* **Questões do material**
a) Reproduza, sem nenhuma alteração, a passagem do texto sobre o fascismo que vai de "O pré-candidato republicano" até "em ampla escala.", ambos inclusos.
b) Quais pessoas são citadas pelo nome no texto sobre o fascismo? Liste todas.
c) Dê continuidade ao texto sobre o fascismo a partir da última frase apresentada.

* **Trecho selecionado**
▼
O pré-candidato republicano parece ter uma gana incontrolável pelo poder, levantando bandeiras xenofóbicas e ultranacionalistas não muito diferentes das que moveram o Brexit. Tanto na Grã-Bretanha quanto nos EUA já está semeado o medo, a discórdia que alimenta os instintos mais preconceituosos e que abre uma ferida vulnerável à contaminação em ampla escala.

É possível detectar os mesmos sentimentos surgidos na Itália após a 1ª Guerra, uma ideologia que foi buscar suas origens bem lá atrás, entre os espartanos, remontando à pureza racial e defesa intransigente de seus ideais pela força. Depois surgiu sem nome, sem lenço nem documento, durante o Império Romano. No século 20, reaviva-se o “fascios”, símbolo da autoridade penal na Roma antiga, adotado pelo fascismo. Mussolini seduziu o responsável por milhões de mortes, a bordo de um antissemitismo cruel e a ideia de imperar sobre toda a Europa: Adolf Hitler, que louvava a cultura helênica, em especial a de Esparta, e criou seu nacional-socialismo. Já o fascismo de Mussolini tinha laços com pensamentos de Platão e, claro, Augusto e Júlio César, do Império Romano.
▲
* **Registros do conjunto**
▼
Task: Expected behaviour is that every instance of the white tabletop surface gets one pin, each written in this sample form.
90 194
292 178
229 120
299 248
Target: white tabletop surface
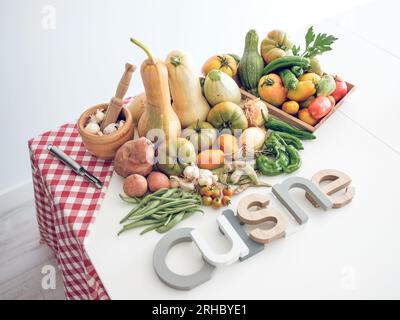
▲
* **Respostas por item**
a)
O pré-candidato republicano parece ter uma gana incontrolável pelo poder, levantando bandeiras xenofóbicas e ultranacionalistas não muito diferentes das que moveram o Brexit. Tanto na Grã-Bretanha quanto nos EUA já está semeado o medo, a discórdia que alimenta os instintos mais preconceituosos e que abre uma ferida vulnerável à contaminação em ampla escala.

b) Mussolini, Adolf Hitler, Platão, Augusto e Júlio César.

c)
No Brasil, ressurgem os ventos fascistas, tanto faz se entre os que se dizem “de direita” ou “de esquerda”, salvo raras exceções de autenticidade. Seja com os deputados da chamada “bancada da bala”, incensado por alguns, apesar do passado e da conduta reprovável, seja com a “da bíblia”, representada por uma ala radical de algumas “igrejas evangélicas”, que levam para a vala comum as correntes dos que seguem verdadeiramente a palavra de Cristo. Mas não é só nesses agrupamentos que aparece o que já é claramente um retrato do neofascismo. Há os radicais que, ligados a agremiações que carregam nomes socialistas, comunistas, ou adotam a “bandiera rossa”, parece se envaidecerem ao serem chamados de stalinistas, referência ao “Guia Genial dos Povos”, o soviético Joseph Stalin. No fundo, se neofascistas e stalinistas não são dois lados da mesma moeda, como gêmeos univitelinos, ao menos com certeza compartilham alguns genes comuns de seus DNAs.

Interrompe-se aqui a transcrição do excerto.